▶ _MATERIALS PROVIDED_:
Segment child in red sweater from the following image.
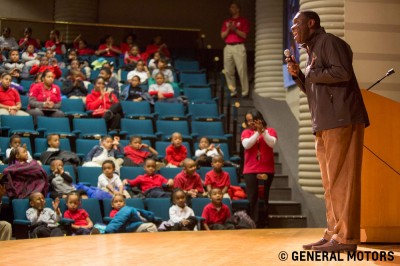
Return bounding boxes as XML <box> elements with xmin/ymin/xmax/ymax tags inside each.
<box><xmin>64</xmin><ymin>191</ymin><xmax>99</xmax><ymax>235</ymax></box>
<box><xmin>123</xmin><ymin>158</ymin><xmax>174</xmax><ymax>198</ymax></box>
<box><xmin>165</xmin><ymin>132</ymin><xmax>187</xmax><ymax>167</ymax></box>
<box><xmin>202</xmin><ymin>188</ymin><xmax>234</xmax><ymax>230</ymax></box>
<box><xmin>29</xmin><ymin>56</ymin><xmax>62</xmax><ymax>79</ymax></box>
<box><xmin>123</xmin><ymin>136</ymin><xmax>158</xmax><ymax>167</ymax></box>
<box><xmin>174</xmin><ymin>158</ymin><xmax>204</xmax><ymax>199</ymax></box>
<box><xmin>204</xmin><ymin>155</ymin><xmax>231</xmax><ymax>199</ymax></box>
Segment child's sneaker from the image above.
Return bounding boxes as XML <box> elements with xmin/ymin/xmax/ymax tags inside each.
<box><xmin>90</xmin><ymin>228</ymin><xmax>100</xmax><ymax>235</ymax></box>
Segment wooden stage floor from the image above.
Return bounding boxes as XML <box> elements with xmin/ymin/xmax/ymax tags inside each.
<box><xmin>1</xmin><ymin>228</ymin><xmax>399</xmax><ymax>266</ymax></box>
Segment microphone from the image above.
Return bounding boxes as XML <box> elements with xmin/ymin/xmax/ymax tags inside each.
<box><xmin>367</xmin><ymin>68</ymin><xmax>395</xmax><ymax>91</ymax></box>
<box><xmin>284</xmin><ymin>49</ymin><xmax>292</xmax><ymax>62</ymax></box>
<box><xmin>386</xmin><ymin>68</ymin><xmax>395</xmax><ymax>77</ymax></box>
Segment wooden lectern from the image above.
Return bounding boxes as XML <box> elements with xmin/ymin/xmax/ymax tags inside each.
<box><xmin>361</xmin><ymin>90</ymin><xmax>400</xmax><ymax>243</ymax></box>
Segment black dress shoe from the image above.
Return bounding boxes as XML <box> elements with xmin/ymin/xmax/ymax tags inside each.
<box><xmin>302</xmin><ymin>238</ymin><xmax>329</xmax><ymax>250</ymax></box>
<box><xmin>312</xmin><ymin>239</ymin><xmax>357</xmax><ymax>252</ymax></box>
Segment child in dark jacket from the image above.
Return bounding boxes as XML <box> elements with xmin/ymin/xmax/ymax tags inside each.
<box><xmin>82</xmin><ymin>135</ymin><xmax>123</xmax><ymax>173</ymax></box>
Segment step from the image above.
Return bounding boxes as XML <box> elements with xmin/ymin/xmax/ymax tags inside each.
<box><xmin>268</xmin><ymin>215</ymin><xmax>308</xmax><ymax>228</ymax></box>
<box><xmin>270</xmin><ymin>187</ymin><xmax>292</xmax><ymax>201</ymax></box>
<box><xmin>269</xmin><ymin>201</ymin><xmax>302</xmax><ymax>215</ymax></box>
<box><xmin>232</xmin><ymin>200</ymin><xmax>301</xmax><ymax>215</ymax></box>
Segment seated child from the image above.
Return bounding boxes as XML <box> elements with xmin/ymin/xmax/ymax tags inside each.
<box><xmin>2</xmin><ymin>49</ymin><xmax>25</xmax><ymax>80</ymax></box>
<box><xmin>127</xmin><ymin>60</ymin><xmax>150</xmax><ymax>84</ymax></box>
<box><xmin>26</xmin><ymin>192</ymin><xmax>64</xmax><ymax>238</ymax></box>
<box><xmin>147</xmin><ymin>51</ymin><xmax>161</xmax><ymax>73</ymax></box>
<box><xmin>6</xmin><ymin>134</ymin><xmax>33</xmax><ymax>164</ymax></box>
<box><xmin>202</xmin><ymin>187</ymin><xmax>234</xmax><ymax>230</ymax></box>
<box><xmin>105</xmin><ymin>194</ymin><xmax>158</xmax><ymax>233</ymax></box>
<box><xmin>165</xmin><ymin>132</ymin><xmax>187</xmax><ymax>168</ymax></box>
<box><xmin>97</xmin><ymin>160</ymin><xmax>130</xmax><ymax>198</ymax></box>
<box><xmin>195</xmin><ymin>137</ymin><xmax>223</xmax><ymax>167</ymax></box>
<box><xmin>174</xmin><ymin>158</ymin><xmax>204</xmax><ymax>200</ymax></box>
<box><xmin>120</xmin><ymin>75</ymin><xmax>144</xmax><ymax>102</ymax></box>
<box><xmin>195</xmin><ymin>136</ymin><xmax>239</xmax><ymax>168</ymax></box>
<box><xmin>151</xmin><ymin>57</ymin><xmax>174</xmax><ymax>83</ymax></box>
<box><xmin>83</xmin><ymin>135</ymin><xmax>123</xmax><ymax>173</ymax></box>
<box><xmin>123</xmin><ymin>136</ymin><xmax>159</xmax><ymax>167</ymax></box>
<box><xmin>39</xmin><ymin>134</ymin><xmax>80</xmax><ymax>166</ymax></box>
<box><xmin>204</xmin><ymin>155</ymin><xmax>231</xmax><ymax>199</ymax></box>
<box><xmin>29</xmin><ymin>55</ymin><xmax>62</xmax><ymax>79</ymax></box>
<box><xmin>159</xmin><ymin>188</ymin><xmax>197</xmax><ymax>231</ymax></box>
<box><xmin>123</xmin><ymin>158</ymin><xmax>174</xmax><ymax>198</ymax></box>
<box><xmin>124</xmin><ymin>45</ymin><xmax>143</xmax><ymax>66</ymax></box>
<box><xmin>148</xmin><ymin>72</ymin><xmax>174</xmax><ymax>102</ymax></box>
<box><xmin>3</xmin><ymin>146</ymin><xmax>48</xmax><ymax>199</ymax></box>
<box><xmin>21</xmin><ymin>44</ymin><xmax>40</xmax><ymax>67</ymax></box>
<box><xmin>48</xmin><ymin>159</ymin><xmax>75</xmax><ymax>199</ymax></box>
<box><xmin>64</xmin><ymin>191</ymin><xmax>99</xmax><ymax>235</ymax></box>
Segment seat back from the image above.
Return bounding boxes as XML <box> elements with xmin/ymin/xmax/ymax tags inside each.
<box><xmin>154</xmin><ymin>102</ymin><xmax>186</xmax><ymax>120</ymax></box>
<box><xmin>61</xmin><ymin>98</ymin><xmax>86</xmax><ymax>113</ymax></box>
<box><xmin>77</xmin><ymin>166</ymin><xmax>103</xmax><ymax>186</ymax></box>
<box><xmin>73</xmin><ymin>118</ymin><xmax>108</xmax><ymax>138</ymax></box>
<box><xmin>144</xmin><ymin>198</ymin><xmax>171</xmax><ymax>221</ymax></box>
<box><xmin>120</xmin><ymin>119</ymin><xmax>155</xmax><ymax>138</ymax></box>
<box><xmin>1</xmin><ymin>116</ymin><xmax>37</xmax><ymax>136</ymax></box>
<box><xmin>174</xmin><ymin>59</ymin><xmax>200</xmax><ymax>72</ymax></box>
<box><xmin>179</xmin><ymin>72</ymin><xmax>207</xmax><ymax>86</ymax></box>
<box><xmin>81</xmin><ymin>198</ymin><xmax>103</xmax><ymax>224</ymax></box>
<box><xmin>37</xmin><ymin>117</ymin><xmax>72</xmax><ymax>135</ymax></box>
<box><xmin>120</xmin><ymin>166</ymin><xmax>146</xmax><ymax>181</ymax></box>
<box><xmin>159</xmin><ymin>167</ymin><xmax>183</xmax><ymax>179</ymax></box>
<box><xmin>155</xmin><ymin>120</ymin><xmax>190</xmax><ymax>140</ymax></box>
<box><xmin>188</xmin><ymin>102</ymin><xmax>220</xmax><ymax>120</ymax></box>
<box><xmin>191</xmin><ymin>121</ymin><xmax>226</xmax><ymax>139</ymax></box>
<box><xmin>155</xmin><ymin>141</ymin><xmax>192</xmax><ymax>158</ymax></box>
<box><xmin>183</xmin><ymin>87</ymin><xmax>214</xmax><ymax>102</ymax></box>
<box><xmin>120</xmin><ymin>101</ymin><xmax>152</xmax><ymax>119</ymax></box>
<box><xmin>20</xmin><ymin>95</ymin><xmax>29</xmax><ymax>110</ymax></box>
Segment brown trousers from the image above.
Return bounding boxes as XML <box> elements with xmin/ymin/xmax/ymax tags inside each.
<box><xmin>315</xmin><ymin>124</ymin><xmax>365</xmax><ymax>244</ymax></box>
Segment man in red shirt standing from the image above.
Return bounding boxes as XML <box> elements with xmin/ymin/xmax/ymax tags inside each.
<box><xmin>221</xmin><ymin>2</ymin><xmax>249</xmax><ymax>97</ymax></box>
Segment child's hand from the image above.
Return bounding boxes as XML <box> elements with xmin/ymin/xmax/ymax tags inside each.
<box><xmin>181</xmin><ymin>219</ymin><xmax>189</xmax><ymax>226</ymax></box>
<box><xmin>122</xmin><ymin>179</ymin><xmax>129</xmax><ymax>185</ymax></box>
<box><xmin>216</xmin><ymin>145</ymin><xmax>221</xmax><ymax>152</ymax></box>
<box><xmin>140</xmin><ymin>143</ymin><xmax>148</xmax><ymax>149</ymax></box>
<box><xmin>209</xmin><ymin>144</ymin><xmax>215</xmax><ymax>150</ymax></box>
<box><xmin>52</xmin><ymin>197</ymin><xmax>60</xmax><ymax>214</ymax></box>
<box><xmin>167</xmin><ymin>179</ymin><xmax>174</xmax><ymax>187</ymax></box>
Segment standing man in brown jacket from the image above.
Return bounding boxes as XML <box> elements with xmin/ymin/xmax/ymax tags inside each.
<box><xmin>287</xmin><ymin>10</ymin><xmax>369</xmax><ymax>252</ymax></box>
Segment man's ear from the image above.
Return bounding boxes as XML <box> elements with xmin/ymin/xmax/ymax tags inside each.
<box><xmin>308</xmin><ymin>18</ymin><xmax>316</xmax><ymax>29</ymax></box>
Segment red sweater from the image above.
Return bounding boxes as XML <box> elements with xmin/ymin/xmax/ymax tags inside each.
<box><xmin>29</xmin><ymin>82</ymin><xmax>61</xmax><ymax>104</ymax></box>
<box><xmin>124</xmin><ymin>145</ymin><xmax>150</xmax><ymax>165</ymax></box>
<box><xmin>165</xmin><ymin>144</ymin><xmax>187</xmax><ymax>166</ymax></box>
<box><xmin>29</xmin><ymin>65</ymin><xmax>62</xmax><ymax>79</ymax></box>
<box><xmin>86</xmin><ymin>90</ymin><xmax>119</xmax><ymax>111</ymax></box>
<box><xmin>174</xmin><ymin>171</ymin><xmax>204</xmax><ymax>193</ymax></box>
<box><xmin>126</xmin><ymin>173</ymin><xmax>168</xmax><ymax>193</ymax></box>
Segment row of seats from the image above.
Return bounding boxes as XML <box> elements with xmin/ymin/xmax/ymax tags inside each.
<box><xmin>0</xmin><ymin>115</ymin><xmax>231</xmax><ymax>142</ymax></box>
<box><xmin>0</xmin><ymin>164</ymin><xmax>240</xmax><ymax>186</ymax></box>
<box><xmin>11</xmin><ymin>197</ymin><xmax>232</xmax><ymax>238</ymax></box>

▶ _PROBLEM_: Copy out each line in the preceding records that contains "jacket".

▶ _RESPONSE TO THE EXERCISE_:
Segment child in dark jacket from the image above.
Segment standing man in brown jacket from the image above.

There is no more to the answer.